**WORK REQUEST**: Here are some records; copy every line that holds the word "sheep".

----

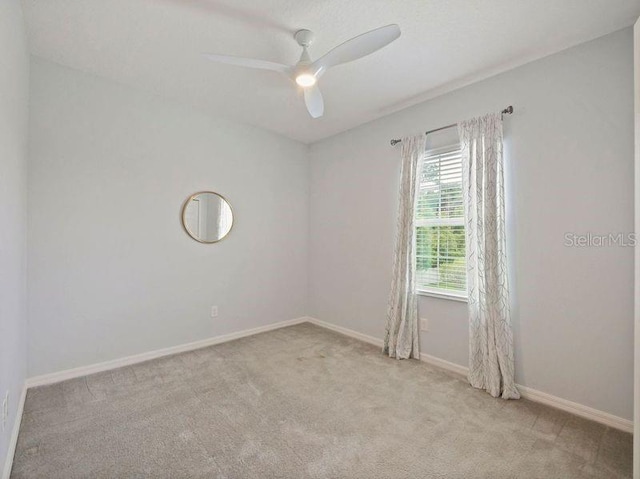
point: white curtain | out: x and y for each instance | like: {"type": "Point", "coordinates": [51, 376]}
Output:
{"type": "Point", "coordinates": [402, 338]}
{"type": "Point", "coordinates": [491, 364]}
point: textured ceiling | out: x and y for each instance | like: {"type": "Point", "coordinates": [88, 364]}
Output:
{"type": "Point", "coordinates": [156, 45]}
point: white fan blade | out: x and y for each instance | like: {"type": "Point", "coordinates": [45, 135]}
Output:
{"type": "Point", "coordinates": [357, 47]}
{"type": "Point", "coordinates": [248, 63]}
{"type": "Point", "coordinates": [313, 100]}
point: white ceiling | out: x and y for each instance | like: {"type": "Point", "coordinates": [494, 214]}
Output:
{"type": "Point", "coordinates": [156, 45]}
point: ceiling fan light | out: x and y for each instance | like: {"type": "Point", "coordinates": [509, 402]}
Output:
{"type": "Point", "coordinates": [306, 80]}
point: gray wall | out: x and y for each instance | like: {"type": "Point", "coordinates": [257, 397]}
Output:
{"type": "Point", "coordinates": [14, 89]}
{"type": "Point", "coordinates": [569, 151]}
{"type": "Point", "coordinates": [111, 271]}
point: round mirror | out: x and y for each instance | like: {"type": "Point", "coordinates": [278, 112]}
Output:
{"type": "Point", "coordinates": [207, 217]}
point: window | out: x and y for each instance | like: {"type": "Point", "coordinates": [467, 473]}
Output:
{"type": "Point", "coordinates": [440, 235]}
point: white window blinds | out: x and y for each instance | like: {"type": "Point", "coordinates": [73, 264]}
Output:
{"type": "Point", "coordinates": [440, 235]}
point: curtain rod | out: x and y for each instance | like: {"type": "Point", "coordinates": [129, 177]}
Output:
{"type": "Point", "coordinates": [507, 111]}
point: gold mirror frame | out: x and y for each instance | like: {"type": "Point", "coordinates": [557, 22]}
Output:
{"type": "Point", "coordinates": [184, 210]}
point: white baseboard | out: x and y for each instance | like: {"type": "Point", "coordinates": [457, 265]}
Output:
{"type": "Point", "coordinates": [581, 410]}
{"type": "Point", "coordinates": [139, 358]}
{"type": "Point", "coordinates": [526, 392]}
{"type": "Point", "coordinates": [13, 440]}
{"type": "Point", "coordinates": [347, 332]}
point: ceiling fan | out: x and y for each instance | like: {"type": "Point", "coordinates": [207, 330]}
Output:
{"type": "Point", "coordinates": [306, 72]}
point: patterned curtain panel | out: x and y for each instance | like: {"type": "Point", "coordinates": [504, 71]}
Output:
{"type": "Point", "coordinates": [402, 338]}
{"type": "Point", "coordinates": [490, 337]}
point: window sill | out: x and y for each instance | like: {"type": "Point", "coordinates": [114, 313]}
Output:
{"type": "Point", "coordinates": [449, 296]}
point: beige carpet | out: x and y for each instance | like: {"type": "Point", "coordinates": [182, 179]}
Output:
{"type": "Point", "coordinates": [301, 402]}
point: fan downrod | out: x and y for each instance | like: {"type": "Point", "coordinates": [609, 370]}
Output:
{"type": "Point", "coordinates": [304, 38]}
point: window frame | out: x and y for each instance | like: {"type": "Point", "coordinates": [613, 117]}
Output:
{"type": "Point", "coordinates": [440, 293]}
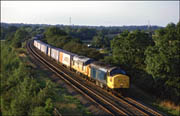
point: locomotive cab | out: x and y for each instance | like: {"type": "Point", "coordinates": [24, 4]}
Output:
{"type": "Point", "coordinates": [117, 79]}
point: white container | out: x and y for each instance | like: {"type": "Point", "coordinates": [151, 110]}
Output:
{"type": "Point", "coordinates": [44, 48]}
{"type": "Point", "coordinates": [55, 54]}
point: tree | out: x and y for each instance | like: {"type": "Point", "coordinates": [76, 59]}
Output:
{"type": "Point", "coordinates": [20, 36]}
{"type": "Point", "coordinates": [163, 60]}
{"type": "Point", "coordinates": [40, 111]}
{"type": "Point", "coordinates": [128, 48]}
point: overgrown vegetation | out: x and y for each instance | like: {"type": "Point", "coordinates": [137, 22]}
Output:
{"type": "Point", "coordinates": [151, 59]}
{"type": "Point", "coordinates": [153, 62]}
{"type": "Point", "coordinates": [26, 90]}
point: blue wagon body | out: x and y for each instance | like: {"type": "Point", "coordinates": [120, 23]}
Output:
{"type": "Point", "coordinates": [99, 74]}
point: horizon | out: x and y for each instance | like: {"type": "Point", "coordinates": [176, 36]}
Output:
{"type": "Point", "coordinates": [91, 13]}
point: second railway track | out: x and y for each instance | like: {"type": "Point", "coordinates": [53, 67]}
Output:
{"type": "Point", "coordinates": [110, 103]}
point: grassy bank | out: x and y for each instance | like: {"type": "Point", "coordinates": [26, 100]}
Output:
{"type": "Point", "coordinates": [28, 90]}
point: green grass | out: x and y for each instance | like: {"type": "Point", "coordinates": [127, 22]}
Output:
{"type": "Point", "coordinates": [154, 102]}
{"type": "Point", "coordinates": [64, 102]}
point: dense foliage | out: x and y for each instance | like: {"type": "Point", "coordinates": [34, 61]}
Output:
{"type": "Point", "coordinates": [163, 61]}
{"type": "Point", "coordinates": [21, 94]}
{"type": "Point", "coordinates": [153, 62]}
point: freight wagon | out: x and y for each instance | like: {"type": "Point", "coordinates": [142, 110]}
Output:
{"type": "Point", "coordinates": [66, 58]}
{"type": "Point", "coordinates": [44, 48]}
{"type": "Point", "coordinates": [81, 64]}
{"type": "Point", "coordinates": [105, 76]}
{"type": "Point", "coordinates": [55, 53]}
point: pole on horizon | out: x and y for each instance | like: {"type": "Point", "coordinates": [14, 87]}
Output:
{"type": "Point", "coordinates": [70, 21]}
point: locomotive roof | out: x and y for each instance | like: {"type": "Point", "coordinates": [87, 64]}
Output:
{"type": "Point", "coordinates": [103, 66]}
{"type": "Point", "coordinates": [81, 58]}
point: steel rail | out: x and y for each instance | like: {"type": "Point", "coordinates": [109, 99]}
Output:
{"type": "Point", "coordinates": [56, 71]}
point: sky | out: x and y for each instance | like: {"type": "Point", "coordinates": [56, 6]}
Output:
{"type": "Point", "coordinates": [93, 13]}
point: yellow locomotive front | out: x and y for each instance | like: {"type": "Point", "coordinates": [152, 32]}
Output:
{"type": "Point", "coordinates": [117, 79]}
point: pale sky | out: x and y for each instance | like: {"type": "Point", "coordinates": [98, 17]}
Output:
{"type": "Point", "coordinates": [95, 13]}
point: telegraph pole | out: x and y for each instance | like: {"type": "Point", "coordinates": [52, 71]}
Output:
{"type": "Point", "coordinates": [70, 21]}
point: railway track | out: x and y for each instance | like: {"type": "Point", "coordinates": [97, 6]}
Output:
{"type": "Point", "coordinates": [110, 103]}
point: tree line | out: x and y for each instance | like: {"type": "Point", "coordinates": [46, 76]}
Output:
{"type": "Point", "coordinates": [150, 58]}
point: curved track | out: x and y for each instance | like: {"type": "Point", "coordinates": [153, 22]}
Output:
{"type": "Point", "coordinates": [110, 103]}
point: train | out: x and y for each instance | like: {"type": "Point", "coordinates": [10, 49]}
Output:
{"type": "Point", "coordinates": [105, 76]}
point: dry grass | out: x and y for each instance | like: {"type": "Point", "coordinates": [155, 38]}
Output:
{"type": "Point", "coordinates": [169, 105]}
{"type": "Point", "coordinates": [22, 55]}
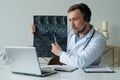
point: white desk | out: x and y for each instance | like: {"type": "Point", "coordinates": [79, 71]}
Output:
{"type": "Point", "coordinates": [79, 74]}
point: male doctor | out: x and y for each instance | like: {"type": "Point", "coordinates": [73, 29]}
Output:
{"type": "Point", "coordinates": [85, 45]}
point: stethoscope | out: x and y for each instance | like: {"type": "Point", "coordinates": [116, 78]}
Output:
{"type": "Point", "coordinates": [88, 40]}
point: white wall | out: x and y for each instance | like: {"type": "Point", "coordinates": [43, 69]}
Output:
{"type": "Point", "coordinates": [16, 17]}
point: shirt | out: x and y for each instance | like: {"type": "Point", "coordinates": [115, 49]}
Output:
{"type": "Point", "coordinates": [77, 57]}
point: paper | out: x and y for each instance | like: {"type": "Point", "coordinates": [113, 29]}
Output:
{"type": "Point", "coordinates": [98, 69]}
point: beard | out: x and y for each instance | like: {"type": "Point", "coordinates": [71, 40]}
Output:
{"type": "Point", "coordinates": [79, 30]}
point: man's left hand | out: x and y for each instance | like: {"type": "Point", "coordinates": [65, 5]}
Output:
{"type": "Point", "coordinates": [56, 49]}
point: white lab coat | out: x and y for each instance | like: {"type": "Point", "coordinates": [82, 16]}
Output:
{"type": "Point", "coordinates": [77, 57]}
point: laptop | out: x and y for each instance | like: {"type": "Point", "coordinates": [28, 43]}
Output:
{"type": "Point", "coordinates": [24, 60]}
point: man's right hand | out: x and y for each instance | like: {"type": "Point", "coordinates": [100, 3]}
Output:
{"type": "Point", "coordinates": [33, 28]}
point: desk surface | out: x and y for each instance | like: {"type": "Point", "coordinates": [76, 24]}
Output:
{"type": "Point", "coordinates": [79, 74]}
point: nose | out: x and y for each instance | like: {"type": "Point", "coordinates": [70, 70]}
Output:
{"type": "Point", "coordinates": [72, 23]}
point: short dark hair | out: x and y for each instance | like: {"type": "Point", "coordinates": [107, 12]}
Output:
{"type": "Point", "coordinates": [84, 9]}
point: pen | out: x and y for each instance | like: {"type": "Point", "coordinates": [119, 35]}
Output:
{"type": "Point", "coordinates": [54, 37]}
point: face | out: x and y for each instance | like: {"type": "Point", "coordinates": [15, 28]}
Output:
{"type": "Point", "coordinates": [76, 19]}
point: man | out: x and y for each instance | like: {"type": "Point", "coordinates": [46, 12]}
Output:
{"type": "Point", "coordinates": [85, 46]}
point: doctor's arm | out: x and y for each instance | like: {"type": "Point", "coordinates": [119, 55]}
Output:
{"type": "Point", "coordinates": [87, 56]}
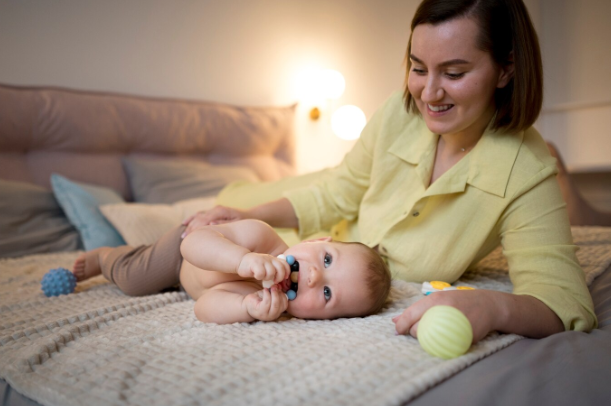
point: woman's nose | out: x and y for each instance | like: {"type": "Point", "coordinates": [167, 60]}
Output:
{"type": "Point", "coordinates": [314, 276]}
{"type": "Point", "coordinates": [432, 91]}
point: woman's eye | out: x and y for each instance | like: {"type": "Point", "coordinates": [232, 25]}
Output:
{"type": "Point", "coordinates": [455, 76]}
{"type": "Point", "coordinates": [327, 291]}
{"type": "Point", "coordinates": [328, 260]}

----

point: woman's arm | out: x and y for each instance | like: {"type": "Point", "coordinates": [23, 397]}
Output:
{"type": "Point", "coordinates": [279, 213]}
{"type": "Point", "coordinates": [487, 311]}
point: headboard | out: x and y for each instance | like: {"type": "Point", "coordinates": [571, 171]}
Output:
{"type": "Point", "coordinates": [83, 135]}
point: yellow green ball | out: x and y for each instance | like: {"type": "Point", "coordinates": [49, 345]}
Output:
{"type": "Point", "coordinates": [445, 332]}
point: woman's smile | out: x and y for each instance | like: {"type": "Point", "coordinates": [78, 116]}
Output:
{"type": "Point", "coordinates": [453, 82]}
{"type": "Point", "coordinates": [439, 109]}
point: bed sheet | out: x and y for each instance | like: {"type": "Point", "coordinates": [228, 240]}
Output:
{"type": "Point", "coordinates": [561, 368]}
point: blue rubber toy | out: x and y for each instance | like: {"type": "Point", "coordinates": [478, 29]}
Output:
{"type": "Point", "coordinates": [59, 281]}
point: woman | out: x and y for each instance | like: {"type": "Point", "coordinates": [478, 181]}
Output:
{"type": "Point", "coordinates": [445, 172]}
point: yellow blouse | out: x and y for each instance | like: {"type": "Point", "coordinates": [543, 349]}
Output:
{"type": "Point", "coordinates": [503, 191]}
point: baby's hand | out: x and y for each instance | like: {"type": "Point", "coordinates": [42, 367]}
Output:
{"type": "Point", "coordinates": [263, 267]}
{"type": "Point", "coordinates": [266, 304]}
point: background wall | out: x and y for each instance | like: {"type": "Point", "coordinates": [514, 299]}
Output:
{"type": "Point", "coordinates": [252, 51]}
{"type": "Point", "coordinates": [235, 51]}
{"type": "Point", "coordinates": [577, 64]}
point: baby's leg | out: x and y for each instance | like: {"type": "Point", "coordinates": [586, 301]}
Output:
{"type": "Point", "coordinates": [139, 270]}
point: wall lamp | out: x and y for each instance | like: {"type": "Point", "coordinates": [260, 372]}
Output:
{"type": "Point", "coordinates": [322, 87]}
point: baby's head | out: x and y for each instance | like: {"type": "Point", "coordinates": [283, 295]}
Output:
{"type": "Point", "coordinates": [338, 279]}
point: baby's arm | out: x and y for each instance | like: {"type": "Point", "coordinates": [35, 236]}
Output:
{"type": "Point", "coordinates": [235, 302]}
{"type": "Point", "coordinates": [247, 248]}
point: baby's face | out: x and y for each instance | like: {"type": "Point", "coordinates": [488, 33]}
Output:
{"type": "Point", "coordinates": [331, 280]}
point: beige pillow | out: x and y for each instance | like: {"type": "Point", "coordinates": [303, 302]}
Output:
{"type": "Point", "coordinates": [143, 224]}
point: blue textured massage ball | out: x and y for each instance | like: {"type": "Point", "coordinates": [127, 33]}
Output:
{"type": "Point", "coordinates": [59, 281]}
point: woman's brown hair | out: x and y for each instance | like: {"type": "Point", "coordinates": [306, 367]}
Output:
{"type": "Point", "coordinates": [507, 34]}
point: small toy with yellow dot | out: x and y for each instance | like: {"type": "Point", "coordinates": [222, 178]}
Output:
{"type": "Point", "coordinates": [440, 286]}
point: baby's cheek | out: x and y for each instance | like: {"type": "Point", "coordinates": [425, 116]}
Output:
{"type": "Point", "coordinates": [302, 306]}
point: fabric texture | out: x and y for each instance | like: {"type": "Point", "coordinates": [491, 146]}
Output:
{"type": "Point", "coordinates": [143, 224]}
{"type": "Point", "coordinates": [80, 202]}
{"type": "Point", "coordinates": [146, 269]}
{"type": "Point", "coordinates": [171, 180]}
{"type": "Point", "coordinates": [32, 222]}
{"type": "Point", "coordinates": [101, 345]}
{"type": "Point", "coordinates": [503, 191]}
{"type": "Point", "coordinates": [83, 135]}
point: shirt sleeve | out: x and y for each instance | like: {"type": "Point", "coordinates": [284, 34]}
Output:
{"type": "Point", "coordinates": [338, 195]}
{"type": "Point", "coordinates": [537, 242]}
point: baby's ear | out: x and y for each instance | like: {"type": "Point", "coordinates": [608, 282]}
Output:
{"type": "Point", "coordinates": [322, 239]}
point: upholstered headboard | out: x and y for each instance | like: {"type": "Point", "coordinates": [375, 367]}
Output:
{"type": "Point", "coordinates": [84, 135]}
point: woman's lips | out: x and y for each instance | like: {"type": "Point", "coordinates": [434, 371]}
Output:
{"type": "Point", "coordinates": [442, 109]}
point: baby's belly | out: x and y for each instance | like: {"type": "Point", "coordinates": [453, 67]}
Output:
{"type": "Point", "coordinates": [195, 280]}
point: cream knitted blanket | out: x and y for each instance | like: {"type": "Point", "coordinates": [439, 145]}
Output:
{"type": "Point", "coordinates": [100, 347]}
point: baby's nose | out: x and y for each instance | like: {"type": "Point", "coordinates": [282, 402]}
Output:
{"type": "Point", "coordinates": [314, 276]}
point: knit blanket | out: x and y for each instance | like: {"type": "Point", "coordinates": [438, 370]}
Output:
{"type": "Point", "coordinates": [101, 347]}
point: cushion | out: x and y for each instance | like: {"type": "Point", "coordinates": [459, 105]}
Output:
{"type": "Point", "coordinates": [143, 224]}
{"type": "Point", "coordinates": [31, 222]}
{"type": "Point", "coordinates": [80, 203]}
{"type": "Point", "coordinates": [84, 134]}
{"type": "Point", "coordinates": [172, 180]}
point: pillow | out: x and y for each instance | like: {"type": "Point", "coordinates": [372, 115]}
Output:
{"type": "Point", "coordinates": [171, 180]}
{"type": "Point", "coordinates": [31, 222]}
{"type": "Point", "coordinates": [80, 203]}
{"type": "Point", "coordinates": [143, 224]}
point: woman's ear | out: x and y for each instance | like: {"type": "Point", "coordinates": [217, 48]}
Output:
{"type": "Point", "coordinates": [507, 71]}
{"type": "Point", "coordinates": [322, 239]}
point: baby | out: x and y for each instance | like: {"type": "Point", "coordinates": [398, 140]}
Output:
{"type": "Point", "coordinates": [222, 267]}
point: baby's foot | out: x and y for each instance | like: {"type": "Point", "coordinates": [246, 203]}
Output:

----

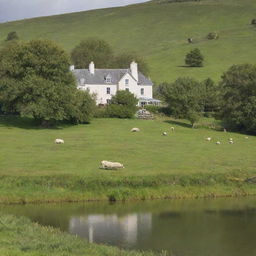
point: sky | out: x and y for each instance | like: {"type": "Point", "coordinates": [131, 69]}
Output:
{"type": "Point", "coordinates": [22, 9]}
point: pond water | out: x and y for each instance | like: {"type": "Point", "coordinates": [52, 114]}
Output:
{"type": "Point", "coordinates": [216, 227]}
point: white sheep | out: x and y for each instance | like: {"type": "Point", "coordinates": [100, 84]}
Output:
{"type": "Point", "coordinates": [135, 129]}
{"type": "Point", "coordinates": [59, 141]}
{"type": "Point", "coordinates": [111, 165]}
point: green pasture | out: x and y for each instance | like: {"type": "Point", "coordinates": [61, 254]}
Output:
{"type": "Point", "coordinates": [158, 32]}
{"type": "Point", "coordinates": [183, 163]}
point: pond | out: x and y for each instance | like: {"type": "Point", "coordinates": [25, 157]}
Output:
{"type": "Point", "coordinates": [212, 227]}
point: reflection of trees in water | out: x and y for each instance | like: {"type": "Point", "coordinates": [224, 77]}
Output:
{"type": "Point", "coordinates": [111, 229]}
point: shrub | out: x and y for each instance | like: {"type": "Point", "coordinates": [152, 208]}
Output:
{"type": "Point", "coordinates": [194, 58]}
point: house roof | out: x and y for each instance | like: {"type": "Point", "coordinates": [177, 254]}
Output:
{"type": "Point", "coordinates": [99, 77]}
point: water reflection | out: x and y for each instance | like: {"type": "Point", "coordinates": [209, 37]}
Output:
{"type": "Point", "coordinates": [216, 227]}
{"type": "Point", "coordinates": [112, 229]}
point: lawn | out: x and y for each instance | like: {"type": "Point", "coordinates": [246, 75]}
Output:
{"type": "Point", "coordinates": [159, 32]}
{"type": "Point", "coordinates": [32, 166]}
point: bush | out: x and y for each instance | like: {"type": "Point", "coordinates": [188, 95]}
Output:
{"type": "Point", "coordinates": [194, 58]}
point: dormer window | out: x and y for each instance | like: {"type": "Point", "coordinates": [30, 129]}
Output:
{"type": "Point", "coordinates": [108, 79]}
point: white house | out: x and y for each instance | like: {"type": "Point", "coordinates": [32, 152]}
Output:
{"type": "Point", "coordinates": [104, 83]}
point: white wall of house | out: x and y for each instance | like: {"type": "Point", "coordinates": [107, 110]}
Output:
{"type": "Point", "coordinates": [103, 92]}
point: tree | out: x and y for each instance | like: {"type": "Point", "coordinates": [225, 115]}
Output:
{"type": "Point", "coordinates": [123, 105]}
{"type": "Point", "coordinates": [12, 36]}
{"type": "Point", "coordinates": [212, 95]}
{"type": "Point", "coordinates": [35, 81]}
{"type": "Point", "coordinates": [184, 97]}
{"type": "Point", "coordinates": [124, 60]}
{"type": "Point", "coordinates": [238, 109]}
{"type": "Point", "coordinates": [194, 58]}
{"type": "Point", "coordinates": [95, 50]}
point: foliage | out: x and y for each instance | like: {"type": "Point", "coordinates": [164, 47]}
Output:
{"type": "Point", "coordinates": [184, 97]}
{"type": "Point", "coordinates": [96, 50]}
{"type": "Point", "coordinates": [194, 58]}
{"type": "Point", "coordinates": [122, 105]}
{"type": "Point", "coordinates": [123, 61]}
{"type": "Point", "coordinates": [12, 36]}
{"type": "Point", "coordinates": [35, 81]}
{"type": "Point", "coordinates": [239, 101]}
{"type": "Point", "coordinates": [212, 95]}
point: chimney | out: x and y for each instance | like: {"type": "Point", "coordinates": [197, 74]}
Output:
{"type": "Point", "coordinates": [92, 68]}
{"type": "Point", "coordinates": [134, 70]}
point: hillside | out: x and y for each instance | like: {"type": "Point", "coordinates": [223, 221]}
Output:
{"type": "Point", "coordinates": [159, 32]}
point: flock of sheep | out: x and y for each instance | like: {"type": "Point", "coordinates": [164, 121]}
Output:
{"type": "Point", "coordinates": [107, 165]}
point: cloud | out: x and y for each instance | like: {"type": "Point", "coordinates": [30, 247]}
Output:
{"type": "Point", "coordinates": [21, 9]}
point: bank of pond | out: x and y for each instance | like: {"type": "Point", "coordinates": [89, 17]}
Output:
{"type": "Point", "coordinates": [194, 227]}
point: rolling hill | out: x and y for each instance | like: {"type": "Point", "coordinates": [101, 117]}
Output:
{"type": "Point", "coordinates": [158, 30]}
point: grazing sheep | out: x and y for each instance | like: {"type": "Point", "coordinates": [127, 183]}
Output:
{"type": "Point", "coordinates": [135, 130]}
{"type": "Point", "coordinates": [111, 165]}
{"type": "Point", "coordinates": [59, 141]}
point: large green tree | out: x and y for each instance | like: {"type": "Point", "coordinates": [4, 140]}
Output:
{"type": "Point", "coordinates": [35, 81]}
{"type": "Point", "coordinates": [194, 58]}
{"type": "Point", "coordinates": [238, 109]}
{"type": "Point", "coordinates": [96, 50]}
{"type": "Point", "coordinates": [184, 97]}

----

**WRITTEN ANSWER**:
point: white sheep | out: x and y for each instance | like: {"type": "Point", "coordinates": [100, 84]}
point: flock of sheep | out: x and y for each instance | like: {"type": "Point", "coordinates": [164, 121]}
point: grazing sheep | out: x and y for each instance | like: {"type": "Point", "coordinates": [127, 183]}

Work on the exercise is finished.